Page text:
+ + + + + + +

Special audit petition clears first hurdle

By Suzanne Mackey

News Star Reporter

A second attempt at seeking a special audit of the City of Pauls Valley through a citizen petition request appears to have cleared its first hurdle. 

The State Auditor and Inspector’s office has confirmed it received 374 signature pages by the required deadline of 5 p.m. Oct. 27. The auditor’s office now has 30 days to present the signatures to the Garvin County Election Board for certification.

“The Garvin County Election Board will receive color copies of the petitions to verify the signer is a registered voter residing within the boundaries of the City of Pauls Valley and certify the total number of valid signatures received,” Trey Davis with the State Auditor and Inspector’s office said.

A minimum of 304 valid signatures are required to secure a special audit, according to Davis.

+ + + + + + +

Given data:
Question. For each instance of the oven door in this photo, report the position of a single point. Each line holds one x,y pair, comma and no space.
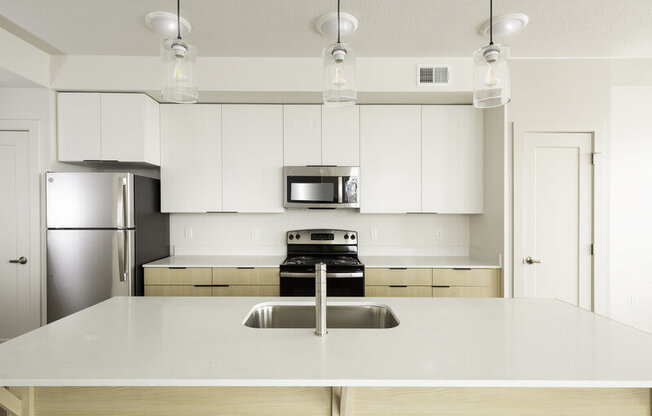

+ + + + + + +

To do: Using the article about the special audit petition, state the minimum number of valid signatures needed to secure a special audit.

Written response: At least 304 valid signatures are required.